▶ [DIRECTIONS FOR THIS TASK] Reproduce the following material verbatim, line for line, but omit the pictures.

▶ [EXTRACTED ENTRIES]
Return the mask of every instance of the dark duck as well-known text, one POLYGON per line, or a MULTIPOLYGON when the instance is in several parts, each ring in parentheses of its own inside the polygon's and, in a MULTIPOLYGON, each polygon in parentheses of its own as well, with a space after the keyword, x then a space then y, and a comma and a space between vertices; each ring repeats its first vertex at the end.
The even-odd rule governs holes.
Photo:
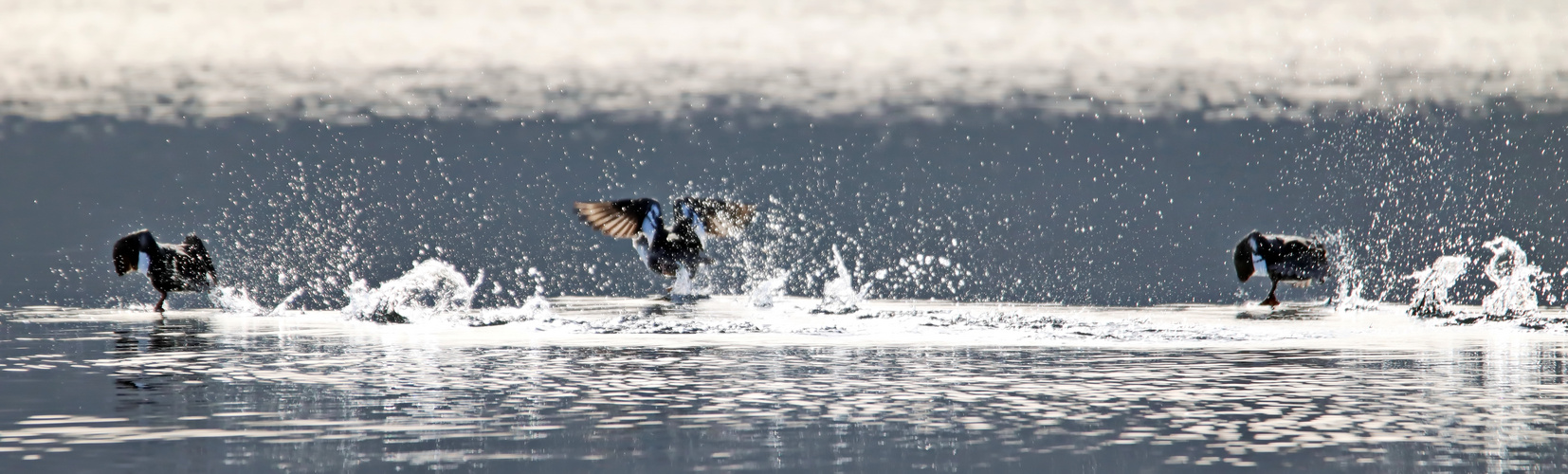
POLYGON ((212 265, 207 246, 194 234, 182 243, 158 243, 146 229, 132 232, 114 242, 114 273, 124 276, 141 272, 147 265, 147 279, 158 290, 158 304, 152 311, 163 312, 163 300, 169 292, 201 292, 218 284, 218 270, 212 265))
POLYGON ((1305 284, 1328 278, 1328 250, 1303 237, 1253 231, 1236 243, 1236 278, 1247 283, 1253 273, 1269 275, 1273 283, 1262 304, 1279 306, 1279 298, 1275 298, 1279 281, 1305 284))
POLYGON ((756 217, 756 206, 709 198, 676 199, 668 228, 663 207, 649 198, 574 202, 574 207, 594 231, 632 239, 643 264, 670 278, 681 268, 696 275, 698 267, 712 264, 704 253, 707 239, 740 234, 756 217))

▶ [TASK RESPONSE]
Return the mask of every instance of the dark duck as well-known text, one POLYGON per line, or a MULTIPOLYGON when the instance is in several parts, each ring in parentheses of its own inside the polygon's and, in a MULTIPOLYGON, each polygon in parentheses of its own as well, with a space after the keyword, x then a space then y, and a comma and a space between vertices; each ring repeats its first vertex at the end.
The even-odd rule governs holes.
Photo:
POLYGON ((212 265, 207 246, 194 234, 182 243, 158 243, 146 229, 132 232, 114 242, 114 273, 124 276, 141 272, 147 265, 147 279, 158 290, 158 304, 152 311, 163 312, 163 300, 169 292, 201 292, 218 284, 218 270, 212 265))
POLYGON ((1305 284, 1328 278, 1328 250, 1303 237, 1253 231, 1236 243, 1236 278, 1247 283, 1253 273, 1269 275, 1273 283, 1262 304, 1279 306, 1279 298, 1275 298, 1279 281, 1305 284))
POLYGON ((756 217, 756 206, 709 198, 676 199, 668 228, 663 207, 649 198, 574 202, 574 207, 594 231, 632 239, 643 264, 670 278, 681 268, 696 275, 698 267, 712 264, 704 253, 707 239, 740 234, 756 217))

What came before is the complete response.